Direction: Put every one of the records below into a Markdown table with two columns, "Row" for the row number and "Record" for the line, and skip any blank lines.

Extracted entries:
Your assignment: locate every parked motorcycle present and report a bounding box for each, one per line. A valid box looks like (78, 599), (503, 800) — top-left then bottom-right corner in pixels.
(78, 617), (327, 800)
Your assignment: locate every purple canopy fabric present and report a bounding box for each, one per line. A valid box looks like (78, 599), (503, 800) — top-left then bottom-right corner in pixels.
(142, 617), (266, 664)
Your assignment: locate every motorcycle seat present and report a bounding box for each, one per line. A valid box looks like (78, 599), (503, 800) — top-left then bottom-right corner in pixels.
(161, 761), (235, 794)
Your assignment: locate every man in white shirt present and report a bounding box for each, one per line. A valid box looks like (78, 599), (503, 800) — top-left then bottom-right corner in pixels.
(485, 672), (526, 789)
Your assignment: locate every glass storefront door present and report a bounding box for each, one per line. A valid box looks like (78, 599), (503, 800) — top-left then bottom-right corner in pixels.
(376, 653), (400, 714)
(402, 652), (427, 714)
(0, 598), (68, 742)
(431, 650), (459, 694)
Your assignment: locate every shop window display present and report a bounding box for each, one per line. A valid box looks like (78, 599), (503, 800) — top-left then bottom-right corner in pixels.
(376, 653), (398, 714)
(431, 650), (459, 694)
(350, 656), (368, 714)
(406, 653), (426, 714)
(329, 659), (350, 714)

Response to the task:
| Row | Record |
|---|---|
| 1 | Your assignment: locate every parked motorcycle present and report a bounding box for each, one per line. A valid box looks like (78, 599), (503, 800) — top-left then bottom-right corner in pixels. |
| 2 | (78, 617), (327, 800) |
| 3 | Your assignment: locate every purple canopy fabric present and report a bounding box for each, one per line. A valid box looks like (78, 599), (503, 800) — top-left then bottom-right corner in pixels. |
| 4 | (142, 617), (266, 664) |
| 5 | Your assignment: locate every motorcycle seat present and report a bounding box for each, one per line. A valid box looks like (78, 599), (503, 800) — top-left then bottom-right corner in pixels. |
| 6 | (161, 761), (235, 794) |
| 7 | Your assignment: locate every man in white shirt present and report a bounding box for each, one per line. A valid box looks like (78, 599), (503, 800) — top-left then bottom-right corner in pixels. |
| 8 | (485, 672), (526, 789) |
| 9 | Your assignment: locate every glass storefront door present and report a bounding box for each, one per line. A valid box looks like (78, 599), (503, 800) — top-left then bottom-right corner in pixels. |
| 10 | (376, 653), (400, 714) |
| 11 | (402, 652), (427, 714) |
| 12 | (0, 598), (68, 742) |
| 13 | (431, 650), (459, 694) |
| 14 | Your assignment: locate every shop window display present and report a bounding box for each, one per line. A valid box looks like (78, 599), (503, 800) — top-left then bottom-right corner in pixels. |
| 15 | (376, 653), (398, 714) |
| 16 | (431, 650), (459, 694) |
| 17 | (350, 656), (368, 714) |
| 18 | (406, 653), (426, 714) |
| 19 | (329, 659), (350, 714) |